▸ **Your goal**: Please copy the data below word for word, starting at its first line and ending at the line that contains "<point>938,524</point>", with both of those lines included.

-- Start Material provided --

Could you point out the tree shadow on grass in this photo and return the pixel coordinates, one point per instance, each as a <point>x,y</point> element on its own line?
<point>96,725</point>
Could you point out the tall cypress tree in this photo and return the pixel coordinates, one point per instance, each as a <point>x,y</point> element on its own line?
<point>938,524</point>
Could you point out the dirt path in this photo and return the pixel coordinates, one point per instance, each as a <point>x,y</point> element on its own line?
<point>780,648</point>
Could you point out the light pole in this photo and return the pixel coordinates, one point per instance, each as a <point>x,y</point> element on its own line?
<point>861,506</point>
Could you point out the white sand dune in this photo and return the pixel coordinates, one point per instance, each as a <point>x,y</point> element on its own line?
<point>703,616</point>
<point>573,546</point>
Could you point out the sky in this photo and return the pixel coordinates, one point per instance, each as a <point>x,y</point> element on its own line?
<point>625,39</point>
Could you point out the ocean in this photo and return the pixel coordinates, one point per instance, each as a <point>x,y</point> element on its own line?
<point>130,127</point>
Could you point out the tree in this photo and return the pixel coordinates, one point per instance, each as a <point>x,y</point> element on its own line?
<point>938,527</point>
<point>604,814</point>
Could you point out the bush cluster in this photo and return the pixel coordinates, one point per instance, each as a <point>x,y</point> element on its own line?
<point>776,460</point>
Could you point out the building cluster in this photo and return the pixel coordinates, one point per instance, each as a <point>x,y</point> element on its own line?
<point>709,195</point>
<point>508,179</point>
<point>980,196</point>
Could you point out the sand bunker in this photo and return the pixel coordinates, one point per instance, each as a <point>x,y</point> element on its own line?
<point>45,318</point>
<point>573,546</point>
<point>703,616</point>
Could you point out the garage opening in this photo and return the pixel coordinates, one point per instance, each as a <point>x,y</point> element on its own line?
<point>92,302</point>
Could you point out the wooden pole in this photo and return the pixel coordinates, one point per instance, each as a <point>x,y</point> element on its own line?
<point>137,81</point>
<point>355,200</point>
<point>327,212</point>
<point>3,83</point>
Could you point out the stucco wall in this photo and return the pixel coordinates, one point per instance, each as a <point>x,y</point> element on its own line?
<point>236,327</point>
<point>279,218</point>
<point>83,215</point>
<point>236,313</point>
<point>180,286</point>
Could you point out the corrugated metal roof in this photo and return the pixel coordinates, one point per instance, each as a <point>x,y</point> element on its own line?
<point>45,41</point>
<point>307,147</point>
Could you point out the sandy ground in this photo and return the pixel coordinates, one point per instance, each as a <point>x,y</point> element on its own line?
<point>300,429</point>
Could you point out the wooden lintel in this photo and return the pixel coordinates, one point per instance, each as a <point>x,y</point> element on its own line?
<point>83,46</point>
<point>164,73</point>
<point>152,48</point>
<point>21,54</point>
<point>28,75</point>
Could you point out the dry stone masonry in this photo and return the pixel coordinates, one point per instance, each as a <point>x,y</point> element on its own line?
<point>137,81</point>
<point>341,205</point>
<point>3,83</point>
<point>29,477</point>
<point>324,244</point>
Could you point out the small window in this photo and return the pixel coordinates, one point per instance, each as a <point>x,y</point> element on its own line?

-- End Material provided --

▸ **Worked solution**:
Could you point out the tree shadow on grass in this photo and return the pixel coordinates, one point per instance, each as a <point>x,y</point> element on its own line?
<point>96,725</point>
Could you point out the tall cypress tree in this photo and return the pixel coordinates, one point per instance, each as a <point>x,y</point> element on its own line?
<point>938,524</point>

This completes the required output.